• **PROMPT**
Emit the line that holds "Put one point on each instance of the athlete's leg." and all lines following it through the end of the data, verbatim, and nothing else.

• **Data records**
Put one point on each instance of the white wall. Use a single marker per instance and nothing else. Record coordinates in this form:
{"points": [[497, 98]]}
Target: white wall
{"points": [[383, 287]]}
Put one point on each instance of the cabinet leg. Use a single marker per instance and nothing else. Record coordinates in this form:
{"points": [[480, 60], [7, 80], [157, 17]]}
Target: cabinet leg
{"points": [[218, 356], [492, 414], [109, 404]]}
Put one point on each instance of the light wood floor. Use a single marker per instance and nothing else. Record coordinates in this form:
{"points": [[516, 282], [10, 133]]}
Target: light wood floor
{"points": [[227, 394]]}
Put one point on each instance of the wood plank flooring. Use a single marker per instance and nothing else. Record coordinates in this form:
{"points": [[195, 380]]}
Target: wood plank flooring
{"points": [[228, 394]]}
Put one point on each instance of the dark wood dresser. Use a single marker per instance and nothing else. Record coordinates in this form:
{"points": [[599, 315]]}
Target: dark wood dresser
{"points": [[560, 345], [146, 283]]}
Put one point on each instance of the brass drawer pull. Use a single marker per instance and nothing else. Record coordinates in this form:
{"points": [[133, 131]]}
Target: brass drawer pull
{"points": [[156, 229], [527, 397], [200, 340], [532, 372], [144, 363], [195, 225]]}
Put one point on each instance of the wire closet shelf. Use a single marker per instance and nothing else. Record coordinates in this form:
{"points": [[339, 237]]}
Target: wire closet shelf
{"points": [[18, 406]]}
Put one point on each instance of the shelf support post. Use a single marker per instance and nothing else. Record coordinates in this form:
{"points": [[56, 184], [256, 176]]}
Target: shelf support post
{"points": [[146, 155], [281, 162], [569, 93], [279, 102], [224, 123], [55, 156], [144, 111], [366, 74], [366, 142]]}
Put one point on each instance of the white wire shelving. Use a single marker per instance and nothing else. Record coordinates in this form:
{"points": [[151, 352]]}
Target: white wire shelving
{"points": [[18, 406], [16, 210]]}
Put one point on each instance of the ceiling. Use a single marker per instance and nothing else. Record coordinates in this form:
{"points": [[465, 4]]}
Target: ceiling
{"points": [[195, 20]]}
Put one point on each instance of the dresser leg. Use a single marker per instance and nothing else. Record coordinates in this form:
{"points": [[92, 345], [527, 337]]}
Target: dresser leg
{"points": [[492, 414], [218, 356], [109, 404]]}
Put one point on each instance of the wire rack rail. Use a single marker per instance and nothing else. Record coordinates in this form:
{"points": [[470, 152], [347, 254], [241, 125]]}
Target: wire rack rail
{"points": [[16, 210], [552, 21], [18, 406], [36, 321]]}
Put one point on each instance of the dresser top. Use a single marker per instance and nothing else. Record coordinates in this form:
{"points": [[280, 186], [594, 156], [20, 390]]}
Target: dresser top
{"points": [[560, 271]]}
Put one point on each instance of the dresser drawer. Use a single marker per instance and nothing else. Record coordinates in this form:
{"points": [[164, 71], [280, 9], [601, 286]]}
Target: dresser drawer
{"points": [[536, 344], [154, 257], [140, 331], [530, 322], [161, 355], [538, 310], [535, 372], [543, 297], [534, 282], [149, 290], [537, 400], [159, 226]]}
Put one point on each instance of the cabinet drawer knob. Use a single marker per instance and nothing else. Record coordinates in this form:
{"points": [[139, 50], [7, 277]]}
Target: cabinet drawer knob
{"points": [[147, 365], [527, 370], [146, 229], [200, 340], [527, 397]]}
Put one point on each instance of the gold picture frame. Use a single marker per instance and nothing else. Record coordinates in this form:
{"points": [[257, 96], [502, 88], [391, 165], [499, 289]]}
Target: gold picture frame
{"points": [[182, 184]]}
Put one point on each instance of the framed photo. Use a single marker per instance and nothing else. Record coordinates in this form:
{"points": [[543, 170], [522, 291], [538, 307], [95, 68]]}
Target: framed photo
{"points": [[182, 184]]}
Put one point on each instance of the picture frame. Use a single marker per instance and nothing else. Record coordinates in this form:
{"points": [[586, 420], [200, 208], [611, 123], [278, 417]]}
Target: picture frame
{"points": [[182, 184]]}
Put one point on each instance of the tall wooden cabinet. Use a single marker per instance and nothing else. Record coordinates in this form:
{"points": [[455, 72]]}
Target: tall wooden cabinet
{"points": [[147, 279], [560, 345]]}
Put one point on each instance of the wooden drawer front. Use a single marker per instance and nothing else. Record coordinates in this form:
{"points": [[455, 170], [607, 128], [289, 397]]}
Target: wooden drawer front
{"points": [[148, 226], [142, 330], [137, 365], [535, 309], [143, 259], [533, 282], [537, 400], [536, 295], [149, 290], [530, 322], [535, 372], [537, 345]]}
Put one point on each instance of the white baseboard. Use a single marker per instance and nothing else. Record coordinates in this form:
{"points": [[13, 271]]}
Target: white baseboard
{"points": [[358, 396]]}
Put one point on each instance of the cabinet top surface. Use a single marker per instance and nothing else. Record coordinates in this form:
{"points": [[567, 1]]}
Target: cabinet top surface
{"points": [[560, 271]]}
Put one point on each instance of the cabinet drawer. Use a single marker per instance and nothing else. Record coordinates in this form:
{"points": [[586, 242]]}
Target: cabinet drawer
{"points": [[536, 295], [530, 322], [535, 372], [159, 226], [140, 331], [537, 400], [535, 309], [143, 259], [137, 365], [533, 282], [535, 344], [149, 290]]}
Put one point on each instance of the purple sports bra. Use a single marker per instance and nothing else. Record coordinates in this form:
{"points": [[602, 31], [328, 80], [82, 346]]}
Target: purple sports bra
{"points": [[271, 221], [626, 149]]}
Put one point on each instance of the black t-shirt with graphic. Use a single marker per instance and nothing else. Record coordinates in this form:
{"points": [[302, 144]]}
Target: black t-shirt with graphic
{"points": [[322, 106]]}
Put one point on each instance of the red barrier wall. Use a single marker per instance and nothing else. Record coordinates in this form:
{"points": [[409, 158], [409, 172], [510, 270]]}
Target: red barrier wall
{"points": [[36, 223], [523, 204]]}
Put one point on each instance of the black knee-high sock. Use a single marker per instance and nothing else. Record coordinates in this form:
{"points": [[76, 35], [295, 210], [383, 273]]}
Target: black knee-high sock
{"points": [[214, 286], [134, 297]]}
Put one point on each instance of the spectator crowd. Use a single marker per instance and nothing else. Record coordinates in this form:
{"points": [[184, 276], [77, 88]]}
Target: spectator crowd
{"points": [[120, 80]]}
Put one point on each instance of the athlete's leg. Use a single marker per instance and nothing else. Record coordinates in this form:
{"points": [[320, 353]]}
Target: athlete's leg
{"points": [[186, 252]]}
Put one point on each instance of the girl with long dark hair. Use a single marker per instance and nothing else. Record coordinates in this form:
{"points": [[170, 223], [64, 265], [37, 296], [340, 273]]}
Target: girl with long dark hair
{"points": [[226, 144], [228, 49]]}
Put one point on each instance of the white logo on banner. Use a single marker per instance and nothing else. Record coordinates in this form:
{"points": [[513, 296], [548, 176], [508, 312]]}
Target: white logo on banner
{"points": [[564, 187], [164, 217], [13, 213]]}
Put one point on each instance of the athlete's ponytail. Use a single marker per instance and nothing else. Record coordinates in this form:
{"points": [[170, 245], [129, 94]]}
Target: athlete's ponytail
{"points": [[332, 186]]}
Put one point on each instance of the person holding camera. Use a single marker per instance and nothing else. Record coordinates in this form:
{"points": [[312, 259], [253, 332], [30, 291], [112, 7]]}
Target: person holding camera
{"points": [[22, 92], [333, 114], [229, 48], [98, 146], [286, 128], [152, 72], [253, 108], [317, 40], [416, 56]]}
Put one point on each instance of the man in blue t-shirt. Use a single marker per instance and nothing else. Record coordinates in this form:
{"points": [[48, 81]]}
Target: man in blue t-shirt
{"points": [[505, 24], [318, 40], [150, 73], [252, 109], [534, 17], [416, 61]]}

• **CORRECT OUTPUT**
Put one point on each instance of the athlete's leg. Use a single marker per instance and nothing else. Record coordinates in this form:
{"points": [[320, 353]]}
Target: athlete's leg
{"points": [[186, 252]]}
Put one point on each instance of the girl with long dark hair. Use a single marker per instance and nothing else. Record coordinates in this form:
{"points": [[170, 223], [64, 265], [37, 296], [340, 273]]}
Target: girl with long dark hair
{"points": [[226, 144], [228, 49]]}
Put one point on each instance of the white logo on banner. Use a single marker per instance and nothing else. Record coordinates in this form:
{"points": [[513, 296], [548, 176], [508, 312]]}
Target: white logo on banner
{"points": [[564, 187], [164, 217], [13, 213]]}
Put one point on each instance of the athlete's ponytail. Use a single marker per instance and nothing else. Record coordinates in this form:
{"points": [[170, 245], [129, 94]]}
Target: athlete's ponytail
{"points": [[332, 186]]}
Put one point on each instance of the person holding camera. Use a single marker per instance and nothing else. Record coordinates in this form:
{"points": [[312, 259], [253, 332], [30, 291], [112, 7]]}
Target: person holding camera
{"points": [[22, 92], [333, 114], [229, 48], [98, 146], [286, 128], [152, 72], [253, 108], [317, 40], [416, 56]]}
Put one point on each instance of the man in blue t-shirt. Use a single marker per instance and nothing else. Record coordinates in this form:
{"points": [[48, 81]]}
Target: man in blue t-shirt
{"points": [[505, 24], [318, 40], [150, 73], [252, 109], [534, 17], [416, 61]]}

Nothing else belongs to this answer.